WHAT TO WORK ON: Word for word, restate every record.

Saved data entries
- Opening Delimiter -
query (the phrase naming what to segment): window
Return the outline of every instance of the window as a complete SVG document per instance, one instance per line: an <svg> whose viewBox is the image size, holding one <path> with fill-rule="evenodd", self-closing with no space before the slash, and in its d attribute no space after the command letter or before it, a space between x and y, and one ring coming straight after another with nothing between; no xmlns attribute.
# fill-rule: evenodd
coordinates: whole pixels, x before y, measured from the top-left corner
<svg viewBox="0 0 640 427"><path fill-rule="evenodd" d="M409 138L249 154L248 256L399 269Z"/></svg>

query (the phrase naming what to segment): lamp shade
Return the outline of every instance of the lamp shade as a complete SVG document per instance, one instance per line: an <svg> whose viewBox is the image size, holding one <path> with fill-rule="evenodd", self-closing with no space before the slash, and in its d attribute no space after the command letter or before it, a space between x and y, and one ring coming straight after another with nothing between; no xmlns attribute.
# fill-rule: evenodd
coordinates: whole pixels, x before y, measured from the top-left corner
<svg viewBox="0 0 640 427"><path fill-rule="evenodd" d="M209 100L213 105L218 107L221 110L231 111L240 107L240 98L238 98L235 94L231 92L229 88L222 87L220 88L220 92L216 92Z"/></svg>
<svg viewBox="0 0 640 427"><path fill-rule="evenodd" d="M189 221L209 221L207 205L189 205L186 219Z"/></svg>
- Closing Delimiter -
SOLUTION TO THE PROBLEM:
query (the phrase naming what to segment): window
Return the outline of every instance of the window as a complete SVG document per instance, one instance per line: an <svg> whose viewBox is the image size, holding one <path> with fill-rule="evenodd", self-closing with no space before the slash, and in its d attribute no space after the command letter or before it, a space between x and y, and one ring coming straight after another with nothing between; no xmlns attribute.
# fill-rule: evenodd
coordinates: whole pixels, x before y, measured from the top-left corner
<svg viewBox="0 0 640 427"><path fill-rule="evenodd" d="M409 138L249 154L248 256L399 269Z"/></svg>

query (the phrase naming what to segment): lamp shade
Return the outline of every instance of the lamp shade as a complete SVG document per instance, one instance per line: an <svg> whose viewBox is the image size, holding one <path> with fill-rule="evenodd", self-closing with no space before the slash, and in its d attribute no space after the command letter or before it, a space between x and y, and one ring coming straight after another with nothing between; no xmlns attribute.
# fill-rule: evenodd
coordinates: whole pixels, x before y, measured from the top-left corner
<svg viewBox="0 0 640 427"><path fill-rule="evenodd" d="M209 100L213 105L218 107L221 110L231 111L240 107L240 98L238 98L235 94L231 92L229 88L222 87L220 88L220 92L216 92Z"/></svg>
<svg viewBox="0 0 640 427"><path fill-rule="evenodd" d="M189 221L209 221L207 205L189 205L186 219Z"/></svg>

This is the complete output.